所给文段:
中国31个省份教育发展指数及其初步测定
2014-10-09徐光木
徐光木
当前我国正处在经济发展和社会转型的关键时期,转变政府职能,深化分配制度改革,缩小城乡差距、区域差距和阶层差距正成为时代主题。教育公平作为现代社会的核心价值,不仅是一种教育理想,更承载着社会公平的使命。接受公平的教育,不仅是个人追求和提高国民素质的需要,而且是政府实现减贫目标,缩小城乡和地区差距的必由之路。一直以来,教育公平倍受国内外学界关注,相关研究成果也层出不穷,但是,对教育公平定性研究者居多,对教育公平进行定量测定者少,大多数学者均从“效率优先,兼顾公平”的原则出发,重点关注教育发展速度、规模、结构和效益,如各级各类学校数、专业数、学生数、教职工数、教育经费总量、生均经费、设备和办学条件、教师学历层次和结构、各级各类学校入学率、辍学率等。由于缺乏公认理论框架的支撑,目前对教育公平现状的统计基本上是描述性的,缺乏比较和评价,特别是教育公平的维度尤为缺乏。虽然其中的一些项目实际反映了教育公平的状况,但由于这些信息较为零散,而且也没有比较,因而难以清晰地认识和评价教育公平的现状,也无法呈现教育统计背后所应具有的教育价值和教育政策的导向性。〔1〕因此,以教育公平为导向,开展教育发展指数研究,具有重大的理论和现实意义。

所给材料:
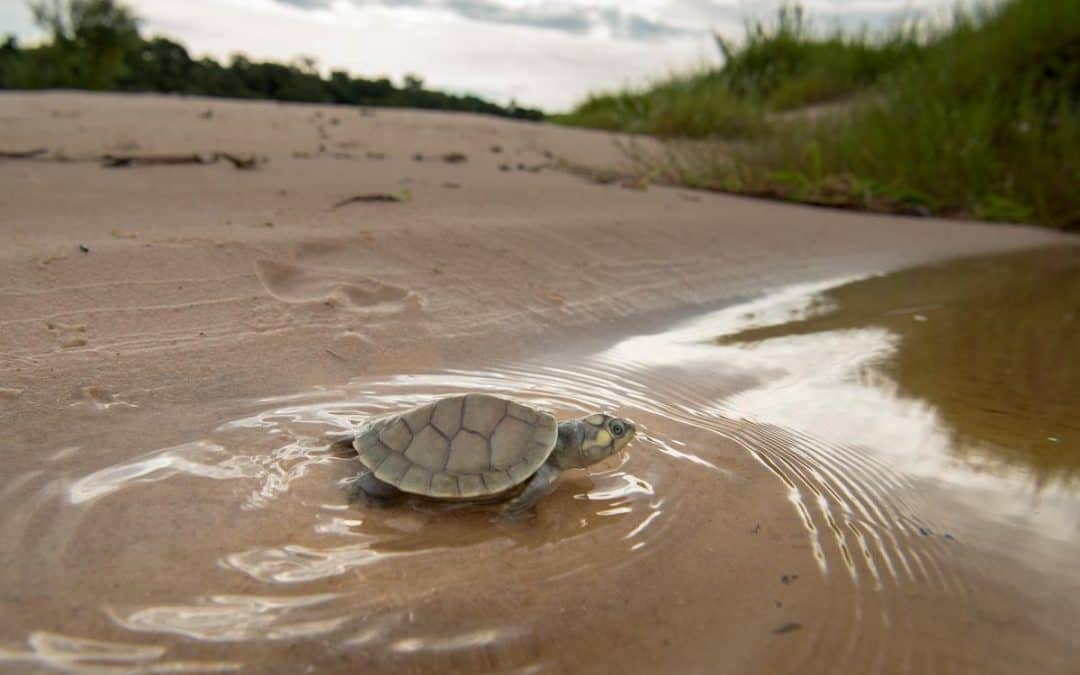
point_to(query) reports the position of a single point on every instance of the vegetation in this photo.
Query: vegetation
(977, 118)
(96, 44)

任务要求:
1. 根据关于教育公平的文段,回答下列问题:
(a) 文中说当前我国正处在什么时期?
(b) 文中说大多数学者从什么原则出发?
(c) 文中说目前对教育公平现状的统计基本上是怎样的?
2. 请续写关于教育公平的文段,从最后一句之后接着写。

各题答案:
1.
(a) 经济发展和社会转型的关键时期。
(b) “效率优先,兼顾公平”的原则。
(c) 基本上是描述性的,缺乏比较和评价。

2.
一、国内外研究现状
(一)国外研究现状
Kuzera(2007)把教育公平分为两个维度。第一个是公平,即确保个人和社会环境——例如性别、社会经济地位和种族,不应是接受教育的可能障碍。第二个是包容,即确保所有人能够享受最低教育标准,例如,每个人都应该能够读、写和会简单的算术。这两个维度紧密交织在一起:应对教育失败和克服社会剥夺的影响。〔2〕Coleman(1966)认为,教育公平主要包含四层含义:第一,向人们提供达到某一规定水平的免费教育;第二,为所有儿童,不论社会背景如何,提供普通课程;第三,为不同社会背景的儿童提供进入同样学校的机会;第四,在同一特定地区范围内教育机会一律平等。〔3〕胡森(1989)针对欧美二战后期教育公平研究作了综合性的评述,当时教育公平的观念是指教育机会均等,他认为对教育机会均等的理解,不仅要界定“均等”,还应界定“机会”,均等包括着教育起点的平等、过程的平等以及最终目标的平等。〔4〕围绕教育起点平等、过程平等和目标平等,美国教育统计中心定期出版相关方面的专著和调研报告,内容包括各年度各州各级各类公立学校的学生数、升学率、生师比、生源城乡比等。以生师比为例,2011-2012年学年美国平均生师比为16%,其中加利福尼亚州最高,达23.4%,佛蒙特州最低,为10.7%。〔5〕此外,美国也十分重视教育公平研究,世界最负盛名的教育期刊 《哈佛教育评论》(季刊)在1994-2010年17年间,共发表以“教育公平”为主题的论文84篇,平均每期发表1.24篇,占杂志总发文量的9%至13%,内容主要涉及种族教育、女性教育、特殊教育、教育政策和教学等。〔6〕苏格拉底计划欧洲教育公平指标项目组历时两年,对教育系统的公正性问题进行了系统研究,于2005年公开发表研究报告《欧洲教育系统的公平性:一套指标体系》(Equity of the European Educational Systems:A Set of Indicators),提出了欧洲教育公平指标,该指标体系将教育公平分为4个一级指标:教育不均等的背景、受教育过程的不均等、教育自身的不均等、社会和政治对教育影响的不均等。〔7〕欧洲教育公平指标体系将教育公平研究推向新的理论高度,对理论界产生较大影响。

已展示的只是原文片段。